* _Written request_:
Extract exactly and only the lines of the data below, starting at the line with "Where can the yellow double" and stopping after the final line.

Entries taken from a collection:
_ _ _ _
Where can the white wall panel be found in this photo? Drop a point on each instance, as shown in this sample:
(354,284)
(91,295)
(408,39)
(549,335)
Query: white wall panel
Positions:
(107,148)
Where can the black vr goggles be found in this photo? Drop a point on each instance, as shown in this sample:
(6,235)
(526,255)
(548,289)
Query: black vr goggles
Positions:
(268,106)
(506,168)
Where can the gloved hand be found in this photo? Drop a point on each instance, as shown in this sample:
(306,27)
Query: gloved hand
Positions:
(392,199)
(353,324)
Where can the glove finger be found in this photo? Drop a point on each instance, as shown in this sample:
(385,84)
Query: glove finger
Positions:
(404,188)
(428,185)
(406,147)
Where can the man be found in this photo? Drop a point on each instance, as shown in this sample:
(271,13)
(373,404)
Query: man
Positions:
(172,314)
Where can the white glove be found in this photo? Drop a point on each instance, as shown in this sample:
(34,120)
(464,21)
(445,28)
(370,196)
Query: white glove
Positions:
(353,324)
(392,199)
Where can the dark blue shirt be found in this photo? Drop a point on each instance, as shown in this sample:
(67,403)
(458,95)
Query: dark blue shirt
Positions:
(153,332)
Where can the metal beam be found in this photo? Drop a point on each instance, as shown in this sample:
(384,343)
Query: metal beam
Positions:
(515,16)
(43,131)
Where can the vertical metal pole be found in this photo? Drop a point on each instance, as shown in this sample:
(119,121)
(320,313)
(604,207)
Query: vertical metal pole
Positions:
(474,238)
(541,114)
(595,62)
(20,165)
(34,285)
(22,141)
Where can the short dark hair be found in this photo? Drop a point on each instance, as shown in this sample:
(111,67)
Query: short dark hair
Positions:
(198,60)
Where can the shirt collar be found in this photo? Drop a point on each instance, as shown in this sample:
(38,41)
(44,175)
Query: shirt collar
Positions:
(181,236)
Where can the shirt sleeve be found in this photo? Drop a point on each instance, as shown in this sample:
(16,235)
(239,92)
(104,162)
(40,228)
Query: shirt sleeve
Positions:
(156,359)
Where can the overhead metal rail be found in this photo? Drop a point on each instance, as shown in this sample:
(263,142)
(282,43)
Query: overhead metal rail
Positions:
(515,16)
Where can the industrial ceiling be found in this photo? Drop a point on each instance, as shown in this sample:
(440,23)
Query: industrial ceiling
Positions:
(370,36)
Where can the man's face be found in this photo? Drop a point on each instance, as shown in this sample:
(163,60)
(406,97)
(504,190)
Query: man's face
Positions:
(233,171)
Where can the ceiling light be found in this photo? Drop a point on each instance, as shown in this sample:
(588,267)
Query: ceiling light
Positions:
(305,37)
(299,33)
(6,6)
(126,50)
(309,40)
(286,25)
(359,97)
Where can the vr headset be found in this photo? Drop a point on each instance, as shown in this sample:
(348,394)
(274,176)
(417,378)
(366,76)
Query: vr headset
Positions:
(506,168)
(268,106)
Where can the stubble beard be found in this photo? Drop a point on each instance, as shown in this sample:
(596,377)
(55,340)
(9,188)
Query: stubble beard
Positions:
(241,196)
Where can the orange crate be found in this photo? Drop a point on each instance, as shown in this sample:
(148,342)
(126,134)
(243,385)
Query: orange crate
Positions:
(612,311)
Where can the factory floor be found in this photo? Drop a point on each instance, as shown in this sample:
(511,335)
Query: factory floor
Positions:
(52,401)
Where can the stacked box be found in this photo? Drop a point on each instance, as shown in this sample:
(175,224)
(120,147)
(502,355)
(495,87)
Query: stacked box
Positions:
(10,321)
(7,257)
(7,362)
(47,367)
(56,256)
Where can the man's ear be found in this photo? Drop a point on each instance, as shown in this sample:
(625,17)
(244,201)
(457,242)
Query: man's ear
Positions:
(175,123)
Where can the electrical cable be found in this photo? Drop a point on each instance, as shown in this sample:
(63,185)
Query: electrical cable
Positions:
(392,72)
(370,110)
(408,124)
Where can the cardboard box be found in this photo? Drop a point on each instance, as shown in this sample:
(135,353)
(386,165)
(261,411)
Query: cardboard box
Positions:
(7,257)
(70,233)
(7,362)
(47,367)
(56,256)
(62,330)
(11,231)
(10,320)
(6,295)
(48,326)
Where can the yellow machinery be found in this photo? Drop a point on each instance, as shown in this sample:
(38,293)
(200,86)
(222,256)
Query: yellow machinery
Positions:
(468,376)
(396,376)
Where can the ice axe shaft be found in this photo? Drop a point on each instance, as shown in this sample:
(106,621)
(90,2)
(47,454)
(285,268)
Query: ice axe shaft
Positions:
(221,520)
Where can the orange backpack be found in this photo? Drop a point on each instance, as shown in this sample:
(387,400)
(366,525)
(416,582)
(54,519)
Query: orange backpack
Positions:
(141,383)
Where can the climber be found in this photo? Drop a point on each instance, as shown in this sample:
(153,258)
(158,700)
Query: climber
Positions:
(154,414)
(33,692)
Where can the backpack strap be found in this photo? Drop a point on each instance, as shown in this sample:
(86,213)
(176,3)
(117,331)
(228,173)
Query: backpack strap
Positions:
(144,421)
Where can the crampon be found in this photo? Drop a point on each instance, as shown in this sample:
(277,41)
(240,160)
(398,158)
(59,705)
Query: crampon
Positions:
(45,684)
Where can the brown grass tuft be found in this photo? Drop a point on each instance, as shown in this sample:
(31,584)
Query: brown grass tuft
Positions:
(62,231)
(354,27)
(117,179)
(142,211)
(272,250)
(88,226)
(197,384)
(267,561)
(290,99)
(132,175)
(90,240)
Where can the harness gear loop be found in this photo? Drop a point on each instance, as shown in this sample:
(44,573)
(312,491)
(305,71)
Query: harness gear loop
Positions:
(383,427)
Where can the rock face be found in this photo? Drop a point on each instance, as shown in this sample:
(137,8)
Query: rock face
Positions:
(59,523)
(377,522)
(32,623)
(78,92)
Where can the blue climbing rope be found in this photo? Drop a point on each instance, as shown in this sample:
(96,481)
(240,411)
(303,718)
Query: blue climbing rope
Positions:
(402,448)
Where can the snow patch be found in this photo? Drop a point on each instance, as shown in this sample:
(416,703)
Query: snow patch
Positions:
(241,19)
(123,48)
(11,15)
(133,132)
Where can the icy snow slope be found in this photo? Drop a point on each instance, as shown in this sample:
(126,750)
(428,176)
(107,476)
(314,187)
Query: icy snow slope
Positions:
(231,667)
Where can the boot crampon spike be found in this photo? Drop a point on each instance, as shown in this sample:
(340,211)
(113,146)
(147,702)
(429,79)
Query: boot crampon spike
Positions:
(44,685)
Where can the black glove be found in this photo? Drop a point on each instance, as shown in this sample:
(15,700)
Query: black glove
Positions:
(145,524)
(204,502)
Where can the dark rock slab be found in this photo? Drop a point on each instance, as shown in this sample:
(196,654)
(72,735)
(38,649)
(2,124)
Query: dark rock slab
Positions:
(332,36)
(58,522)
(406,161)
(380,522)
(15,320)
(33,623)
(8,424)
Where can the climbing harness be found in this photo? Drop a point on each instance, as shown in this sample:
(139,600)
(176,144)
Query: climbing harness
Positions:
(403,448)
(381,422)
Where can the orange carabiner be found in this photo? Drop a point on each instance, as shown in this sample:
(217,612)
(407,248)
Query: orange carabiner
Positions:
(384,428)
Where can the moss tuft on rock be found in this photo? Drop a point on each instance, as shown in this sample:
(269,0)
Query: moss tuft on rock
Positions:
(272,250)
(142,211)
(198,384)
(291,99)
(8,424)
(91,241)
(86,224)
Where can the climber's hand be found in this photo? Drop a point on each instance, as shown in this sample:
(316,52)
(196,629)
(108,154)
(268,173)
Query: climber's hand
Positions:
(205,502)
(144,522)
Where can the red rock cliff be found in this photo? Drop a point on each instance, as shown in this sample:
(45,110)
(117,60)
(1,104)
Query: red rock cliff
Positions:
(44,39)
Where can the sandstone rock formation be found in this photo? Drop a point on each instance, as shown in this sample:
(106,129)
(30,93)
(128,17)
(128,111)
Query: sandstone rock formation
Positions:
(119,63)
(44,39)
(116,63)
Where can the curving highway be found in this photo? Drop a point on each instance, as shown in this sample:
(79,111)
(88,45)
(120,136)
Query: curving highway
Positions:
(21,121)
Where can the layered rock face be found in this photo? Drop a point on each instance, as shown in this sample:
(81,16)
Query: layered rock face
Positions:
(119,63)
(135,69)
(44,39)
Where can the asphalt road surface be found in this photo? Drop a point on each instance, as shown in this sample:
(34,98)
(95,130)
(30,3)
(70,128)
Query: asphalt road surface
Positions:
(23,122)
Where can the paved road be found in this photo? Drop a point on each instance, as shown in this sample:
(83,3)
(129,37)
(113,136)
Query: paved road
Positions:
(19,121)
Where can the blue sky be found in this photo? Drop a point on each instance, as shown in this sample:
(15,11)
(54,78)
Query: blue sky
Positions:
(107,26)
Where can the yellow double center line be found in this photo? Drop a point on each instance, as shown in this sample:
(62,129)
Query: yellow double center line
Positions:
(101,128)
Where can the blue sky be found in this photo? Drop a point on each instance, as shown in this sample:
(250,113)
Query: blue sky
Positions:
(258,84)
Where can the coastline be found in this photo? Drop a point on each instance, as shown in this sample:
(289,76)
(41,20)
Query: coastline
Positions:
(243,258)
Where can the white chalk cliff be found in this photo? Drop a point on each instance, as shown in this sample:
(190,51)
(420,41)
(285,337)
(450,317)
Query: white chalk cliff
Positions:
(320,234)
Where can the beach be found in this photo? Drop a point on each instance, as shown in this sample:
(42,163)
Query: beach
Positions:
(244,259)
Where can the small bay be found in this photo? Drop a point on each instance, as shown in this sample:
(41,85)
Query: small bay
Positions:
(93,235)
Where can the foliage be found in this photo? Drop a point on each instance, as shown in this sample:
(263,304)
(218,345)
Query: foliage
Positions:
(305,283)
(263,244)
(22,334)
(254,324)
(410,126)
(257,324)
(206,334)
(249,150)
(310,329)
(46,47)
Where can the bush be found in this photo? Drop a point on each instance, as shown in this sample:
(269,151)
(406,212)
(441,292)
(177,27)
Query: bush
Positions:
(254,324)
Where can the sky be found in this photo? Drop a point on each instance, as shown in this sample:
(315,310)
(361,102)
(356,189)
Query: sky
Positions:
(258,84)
_ _ _ _
* _Result of this task_:
Where can the yellow double center line be found in this photo? Drop a point on each instance, as shown in this sample:
(62,129)
Query: yellow double center line
Positions:
(101,128)
Where can the blue sky be found in this photo? Drop a point on each instance, as shown in this sample:
(250,113)
Query: blue sky
Positions:
(258,84)
Where can the coastline be found in this photo? Drop a point on each instance, as shown in this sample:
(289,76)
(41,20)
Query: coastline
Positions:
(243,258)
Where can the white chalk cliff be found in this photo? Drop a point on each instance, as shown in this sample:
(190,51)
(420,41)
(285,337)
(450,317)
Query: white chalk cliff
Positions:
(320,234)
Where can the beach be found in this photo? Drop a point on each instance, as shown in this sample:
(42,163)
Query: beach
Positions:
(244,259)
Where can the small bay be found in this photo? Drop a point on each instance, as shown in this sample:
(41,85)
Query: small bay
Positions:
(93,235)
Where can the foliage be found in this photo? Drop a point on each instance, as shown in this sample:
(263,304)
(218,345)
Query: foliage
Positions:
(305,283)
(263,244)
(22,334)
(254,324)
(410,126)
(257,324)
(206,334)
(249,150)
(310,329)
(46,47)
Where can the bush be found in this photo? Drop a point on each instance, as shown in this sample:
(269,151)
(406,212)
(441,292)
(177,27)
Query: bush
Positions:
(254,324)
Where can the sky be found in this photo? Drop a point on each instance, as shown in this sample:
(315,310)
(361,102)
(356,189)
Query: sky
Positions:
(258,84)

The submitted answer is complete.